*Data listing*.
———
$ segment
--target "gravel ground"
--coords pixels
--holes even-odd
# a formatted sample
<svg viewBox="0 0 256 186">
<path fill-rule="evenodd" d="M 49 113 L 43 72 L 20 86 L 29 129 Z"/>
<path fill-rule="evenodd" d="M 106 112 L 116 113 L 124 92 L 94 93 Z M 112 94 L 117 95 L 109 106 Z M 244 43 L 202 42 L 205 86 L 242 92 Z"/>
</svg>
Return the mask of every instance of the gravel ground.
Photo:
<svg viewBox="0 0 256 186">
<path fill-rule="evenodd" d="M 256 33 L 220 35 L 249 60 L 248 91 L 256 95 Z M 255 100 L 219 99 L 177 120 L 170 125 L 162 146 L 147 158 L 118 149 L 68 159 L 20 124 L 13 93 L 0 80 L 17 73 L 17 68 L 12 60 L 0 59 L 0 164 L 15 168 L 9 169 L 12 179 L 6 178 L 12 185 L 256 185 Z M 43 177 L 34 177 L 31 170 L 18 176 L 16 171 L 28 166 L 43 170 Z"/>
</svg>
———
*Written exercise*. Copy out all of the lines above without any change.

*Result of the exercise*.
$ segment
--target "gravel ground"
--coords pixels
--holes even-odd
# a formatted sample
<svg viewBox="0 0 256 186">
<path fill-rule="evenodd" d="M 49 113 L 43 72 L 20 86 L 29 129 Z"/>
<path fill-rule="evenodd" d="M 106 112 L 116 113 L 124 92 L 94 93 Z M 112 94 L 117 95 L 109 106 Z M 244 43 L 202 42 L 205 86 L 242 92 Z"/>
</svg>
Return the mask of every instance of the gravel ground.
Photo:
<svg viewBox="0 0 256 186">
<path fill-rule="evenodd" d="M 256 33 L 220 35 L 249 60 L 248 91 L 256 95 Z M 255 100 L 219 99 L 177 120 L 170 125 L 162 146 L 147 158 L 118 149 L 68 159 L 20 124 L 13 93 L 0 80 L 17 73 L 17 68 L 12 60 L 0 59 L 0 164 L 15 168 L 9 169 L 12 179 L 6 178 L 12 185 L 256 185 Z M 43 177 L 34 177 L 31 170 L 18 176 L 16 171 L 28 166 L 43 170 Z"/>
</svg>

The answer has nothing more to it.